Exercise objective: Every record, from the first line to the last, needs to be given again exactly.

- Opening Delimiter -

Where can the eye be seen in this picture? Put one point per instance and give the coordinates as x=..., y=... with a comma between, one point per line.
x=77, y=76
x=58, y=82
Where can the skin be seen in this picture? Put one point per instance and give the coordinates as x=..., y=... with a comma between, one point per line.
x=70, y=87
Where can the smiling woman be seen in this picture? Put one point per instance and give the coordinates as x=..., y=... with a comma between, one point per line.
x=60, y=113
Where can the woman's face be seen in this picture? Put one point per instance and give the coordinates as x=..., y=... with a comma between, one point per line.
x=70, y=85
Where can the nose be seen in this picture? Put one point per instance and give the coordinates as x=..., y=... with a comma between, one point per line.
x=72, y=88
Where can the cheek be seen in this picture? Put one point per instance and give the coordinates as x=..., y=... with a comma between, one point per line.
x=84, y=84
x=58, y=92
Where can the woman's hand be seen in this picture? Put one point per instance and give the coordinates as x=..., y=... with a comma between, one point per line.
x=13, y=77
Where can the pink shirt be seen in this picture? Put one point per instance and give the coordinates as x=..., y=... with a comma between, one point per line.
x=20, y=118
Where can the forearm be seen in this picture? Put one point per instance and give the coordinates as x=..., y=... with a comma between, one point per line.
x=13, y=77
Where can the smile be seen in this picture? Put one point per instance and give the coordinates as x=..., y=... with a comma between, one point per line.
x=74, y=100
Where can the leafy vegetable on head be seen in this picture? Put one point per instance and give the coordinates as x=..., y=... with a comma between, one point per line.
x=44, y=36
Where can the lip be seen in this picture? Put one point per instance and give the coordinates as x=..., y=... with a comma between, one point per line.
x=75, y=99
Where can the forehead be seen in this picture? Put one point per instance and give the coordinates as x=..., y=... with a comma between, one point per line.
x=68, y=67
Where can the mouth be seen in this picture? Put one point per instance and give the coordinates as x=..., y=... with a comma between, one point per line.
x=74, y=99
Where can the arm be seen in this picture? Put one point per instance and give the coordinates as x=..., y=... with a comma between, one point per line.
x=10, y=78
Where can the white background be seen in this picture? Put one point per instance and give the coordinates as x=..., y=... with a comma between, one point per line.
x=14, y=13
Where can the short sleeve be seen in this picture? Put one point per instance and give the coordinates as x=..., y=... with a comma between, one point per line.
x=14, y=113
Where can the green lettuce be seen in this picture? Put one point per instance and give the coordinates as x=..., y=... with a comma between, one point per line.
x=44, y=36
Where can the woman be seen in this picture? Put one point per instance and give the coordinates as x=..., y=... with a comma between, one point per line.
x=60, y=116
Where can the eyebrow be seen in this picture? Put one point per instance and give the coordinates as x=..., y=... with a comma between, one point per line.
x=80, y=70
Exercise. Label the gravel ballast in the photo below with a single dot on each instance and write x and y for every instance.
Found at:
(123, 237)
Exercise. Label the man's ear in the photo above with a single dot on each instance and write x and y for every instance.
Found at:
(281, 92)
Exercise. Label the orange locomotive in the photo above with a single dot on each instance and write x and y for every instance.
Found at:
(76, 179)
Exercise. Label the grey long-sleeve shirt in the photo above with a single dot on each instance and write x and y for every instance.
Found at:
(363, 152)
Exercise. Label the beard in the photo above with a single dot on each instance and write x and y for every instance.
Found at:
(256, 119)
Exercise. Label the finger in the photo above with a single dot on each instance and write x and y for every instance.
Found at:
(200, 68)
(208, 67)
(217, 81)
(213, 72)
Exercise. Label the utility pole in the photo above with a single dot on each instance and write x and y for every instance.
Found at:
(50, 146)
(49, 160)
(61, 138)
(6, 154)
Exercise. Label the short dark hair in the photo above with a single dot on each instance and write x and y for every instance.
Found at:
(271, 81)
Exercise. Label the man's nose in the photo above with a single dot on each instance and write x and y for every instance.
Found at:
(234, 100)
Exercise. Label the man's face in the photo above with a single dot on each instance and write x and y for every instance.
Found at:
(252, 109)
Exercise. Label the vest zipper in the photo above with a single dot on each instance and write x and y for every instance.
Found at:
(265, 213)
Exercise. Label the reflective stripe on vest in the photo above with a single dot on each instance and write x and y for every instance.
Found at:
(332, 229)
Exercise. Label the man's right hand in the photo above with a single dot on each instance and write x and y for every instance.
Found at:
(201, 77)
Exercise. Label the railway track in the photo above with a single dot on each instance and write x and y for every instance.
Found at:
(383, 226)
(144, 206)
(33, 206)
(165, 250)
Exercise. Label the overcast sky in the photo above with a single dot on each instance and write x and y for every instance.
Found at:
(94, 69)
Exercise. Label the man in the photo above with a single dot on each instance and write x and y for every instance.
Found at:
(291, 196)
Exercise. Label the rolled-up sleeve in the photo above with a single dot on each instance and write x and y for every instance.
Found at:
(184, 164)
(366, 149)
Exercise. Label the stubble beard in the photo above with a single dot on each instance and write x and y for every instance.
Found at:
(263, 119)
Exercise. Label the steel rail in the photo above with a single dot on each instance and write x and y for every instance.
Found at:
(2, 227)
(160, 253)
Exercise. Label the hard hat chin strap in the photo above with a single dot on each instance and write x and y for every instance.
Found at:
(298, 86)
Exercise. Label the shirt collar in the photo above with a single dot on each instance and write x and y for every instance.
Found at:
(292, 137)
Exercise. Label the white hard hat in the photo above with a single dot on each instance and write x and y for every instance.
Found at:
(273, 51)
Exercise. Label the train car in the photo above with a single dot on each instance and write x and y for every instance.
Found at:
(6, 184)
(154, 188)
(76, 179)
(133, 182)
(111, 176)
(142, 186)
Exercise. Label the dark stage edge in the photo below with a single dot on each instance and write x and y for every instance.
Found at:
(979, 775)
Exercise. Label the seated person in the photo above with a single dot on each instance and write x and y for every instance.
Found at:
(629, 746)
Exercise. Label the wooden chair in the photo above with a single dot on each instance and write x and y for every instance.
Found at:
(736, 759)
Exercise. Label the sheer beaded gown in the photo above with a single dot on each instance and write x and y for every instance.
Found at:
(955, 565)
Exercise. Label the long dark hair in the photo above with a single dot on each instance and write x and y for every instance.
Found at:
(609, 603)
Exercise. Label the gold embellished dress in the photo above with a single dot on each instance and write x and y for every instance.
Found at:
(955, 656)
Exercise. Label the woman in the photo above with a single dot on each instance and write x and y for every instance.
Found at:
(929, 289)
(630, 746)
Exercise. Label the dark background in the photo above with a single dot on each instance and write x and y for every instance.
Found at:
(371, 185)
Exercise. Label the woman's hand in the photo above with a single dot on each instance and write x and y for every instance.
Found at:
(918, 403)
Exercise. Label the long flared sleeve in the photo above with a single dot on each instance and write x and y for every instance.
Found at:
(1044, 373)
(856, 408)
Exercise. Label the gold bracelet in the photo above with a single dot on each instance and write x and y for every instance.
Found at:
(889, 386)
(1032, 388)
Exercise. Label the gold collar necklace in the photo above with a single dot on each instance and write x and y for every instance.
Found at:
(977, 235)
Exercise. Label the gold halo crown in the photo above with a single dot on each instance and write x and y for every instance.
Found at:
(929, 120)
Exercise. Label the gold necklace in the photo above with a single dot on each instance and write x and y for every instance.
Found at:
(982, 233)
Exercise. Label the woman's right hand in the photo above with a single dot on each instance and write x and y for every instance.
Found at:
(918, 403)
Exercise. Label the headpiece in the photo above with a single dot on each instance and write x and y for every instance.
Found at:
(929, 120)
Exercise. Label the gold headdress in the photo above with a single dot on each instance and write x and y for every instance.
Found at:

- Closing Delimiter -

Problem solution:
Where can the eye be seen in this picture? Put one point per instance and give the coordinates as x=..., y=... with a comma between, one point per line.
x=77, y=76
x=58, y=82
Where can the skin be seen in this picture? Put one point per instance and give the coordinates as x=..., y=... with a comma between, one point per line.
x=70, y=87
Where can the smiling woman be seen in this picture? Put one point per instance and give the coordinates as x=..., y=... with a comma between, one point per line.
x=60, y=113
Where can the woman's face be seen in this picture? Put one point per instance and give the coordinates as x=..., y=... with a comma between, one point per line.
x=70, y=85
Where can the nose be seen in this picture? Put one point per instance and give the coordinates as x=..., y=... with a comma between, one point per line.
x=72, y=88
Where can the cheek be seen in this picture? Put one point per instance and give the coordinates as x=..., y=... with a comma between, one point per line.
x=84, y=84
x=58, y=92
Where can the woman's hand be seen in this picture? Put one point per instance and give the coordinates as x=..., y=... with a comma between, one point per line.
x=13, y=77
Where can the pink shirt be seen in this picture? Put one point per instance and give the coordinates as x=..., y=... with a comma between, one point per line.
x=20, y=118
Where can the forearm be seen in this picture? Put one point per instance and give the coordinates as x=..., y=... with a comma between, one point per line.
x=13, y=77
Where can the smile be seen in this picture? Put one point per instance and give the coordinates as x=..., y=... with a comma between, one point per line.
x=74, y=100
Where can the leafy vegetable on head be seen in this picture? Put one point per instance and give the coordinates as x=..., y=... with a comma between, one point per line.
x=44, y=36
Where can the lip be seen in this picture? Put one point per instance and give the coordinates as x=..., y=... with a comma between, one point per line.
x=75, y=99
Where can the forehead be seen in this picture? Put one point per instance and give the coordinates as x=..., y=... with a comma between, one point per line.
x=68, y=67
Where can the mouth be seen in this picture? Put one point per instance and give the coordinates as x=..., y=... with a comma between, one point per line.
x=74, y=99
Where can the arm be seen in this picture? Put one point per instance and give the coordinates as x=..., y=... with a comma between, one point per line.
x=10, y=78
Where can the white background be seen in this picture? Put one point per instance and give the coordinates as x=..., y=... with a comma between, one point per line.
x=14, y=13
Where can the short sleeve be seen in this picture? Put one point per instance and give the coordinates as x=..., y=... with a comma between, one point per line.
x=14, y=113
Where can the green lettuce be seen in this picture? Put one point per instance and give the coordinates as x=..., y=... with a comma between, one point per line.
x=44, y=36
Where can the woman be seen in this picture? Put one point per instance and give the coordinates as x=..., y=... with a comma between, one point per line.
x=60, y=116
Where can the eyebrow be seen in this picture? Put one point per instance and give the coordinates as x=..., y=... with a comma between, one point per line.
x=80, y=70
Exercise. Label the gravel ballast in the photo below with a single dot on each instance and write x and y for every instance.
Found at:
(123, 237)
Exercise. Label the man's ear in the photo above with a single dot on each instance and write x and y for every instance.
Found at:
(281, 92)
Exercise. Label the orange locomotive in the photo above with a single dot on each instance and write x and y for every instance.
Found at:
(76, 179)
Exercise. Label the grey long-sleeve shirt in the photo above with a single dot on each instance and write x and y for every instance.
Found at:
(363, 152)
Exercise. Label the beard in the photo above with a single dot on each instance and write x and y for every instance.
Found at:
(256, 119)
Exercise. Label the finger in the photo above with a single dot on each instance and write x and y for every instance.
Found at:
(200, 68)
(208, 67)
(217, 81)
(213, 72)
Exercise. Label the utility pole in the photo above with a single dot on each instance and write x and y for every instance.
Found at:
(50, 146)
(49, 160)
(61, 138)
(6, 154)
Exercise. Label the short dark hair in the photo above with a single dot on each instance and write x and y for every instance.
Found at:
(271, 81)
Exercise. Label the man's nose in the photo above with a single dot on each instance and write x and y for every instance.
Found at:
(234, 100)
Exercise. Label the man's face in the photo above with a single dot on each instance and write x and y for every instance.
Found at:
(252, 109)
Exercise. Label the vest zipper in the photo above with a single dot on each instance and write x and y for every instance.
Found at:
(265, 213)
Exercise. Label the reflective stripe on vest in the photo above with a single dot on each instance and write x and y for every instance.
Found at:
(332, 229)
Exercise. Label the man's right hand in the photo above with a single dot on each instance and write x and y for every instance.
Found at:
(201, 77)
Exercise. Label the railway track in the photo above with a single dot on each instance and write x and y for every instance.
Found at:
(383, 226)
(144, 206)
(33, 206)
(165, 250)
Exercise. Label the overcast sky in the photo above with a single dot on each instance and write x and y for every instance.
Found at:
(94, 69)
Exercise. Label the man in the photo above with a single dot on each instance and write x and y for every instance.
Found at:
(291, 196)
Exercise. Label the rolled-up sleeve in the photo above with a single dot on each instance and write x and y for every instance.
Found at:
(184, 164)
(366, 149)
Exercise. Label the stubble beard in the photo above with a single dot on each instance and write x and y for every instance.
Found at:
(263, 119)
Exercise. Label the steel rail in the photo above with a single dot on each instance and write x and y for every instance.
Found at:
(2, 227)
(160, 253)
Exercise. Label the hard hat chin strap in the photo above with a single dot on each instance and write x and y for every instance.
Found at:
(298, 86)
Exercise. Label the shirt collar in the photo above with a single dot on each instance and write x and y for every instance.
Found at:
(292, 137)
Exercise. Label the white hard hat in the photo above with a single dot on each instance and write x and y for every instance.
Found at:
(273, 51)
Exercise. Label the train car in the photo above with a single dot on each instance and write x and y for every instance.
Found at:
(6, 184)
(154, 188)
(76, 179)
(133, 182)
(111, 176)
(142, 186)
Exercise. Label the dark stage edge in the photo below with a single dot on each instance and write x and y for every instance.
Found at:
(979, 775)
Exercise. Label the seated person in the photo above with a single dot on each instance and write x and y for every instance.
Found at:
(629, 746)
Exercise. Label the wooden chair in the photo above with a single dot on each instance and write x and y for every instance.
Found at:
(736, 759)
Exercise. Label the sheer beaded gown in the photo above with a single dot on each instance and write x and y for every instance.
Found at:
(955, 565)
Exercise. Label the long dark hair in the photo above with a single dot on each instance and write x and y for every instance.
Found at:
(609, 603)
Exercise. Label the gold embellished dress in the photo above with a single dot on each instance and write x and y for every instance.
Found at:
(955, 656)
Exercise. Label the woman in the photo above with a single dot on each instance and write x and y for every instance.
Found at:
(929, 289)
(630, 746)
Exercise. Label the dark background in the photo above with a single dot on each instance and write x and y for every instance.
Found at:
(371, 185)
Exercise. Label the woman's hand in the photo above with a single dot on each instance and write x and y for every instance.
Found at:
(918, 403)
Exercise. Label the long flared sleeve in the photo above with a single dot on each instance and write x and y for every instance.
Found at:
(1044, 373)
(856, 408)
Exercise. Label the gold bracelet in the photo above with a single dot on each instance and write x and y for every instance.
Found at:
(889, 386)
(1032, 388)
Exercise. Label the gold collar necklace in the photo above with a single dot on each instance and write x and y for every instance.
Found at:
(977, 235)
Exercise. Label the gold halo crown in the photo above with a single dot on each instance and write x and y for every instance.
Found at:
(929, 120)
Exercise. Label the gold necklace in the photo above with a single dot on each instance and write x and y for every instance.
Found at:
(982, 233)
Exercise. Label the woman's right hand in the photo above with a single dot on each instance and write x and y for every instance.
Found at:
(918, 403)
Exercise. Label the headpiece in the photo above with a single dot on each instance and write x and y for every instance.
Found at:
(929, 120)
Exercise. Label the gold headdress in the photo above with a single dot on each instance and write x and y for every instance.
Found at:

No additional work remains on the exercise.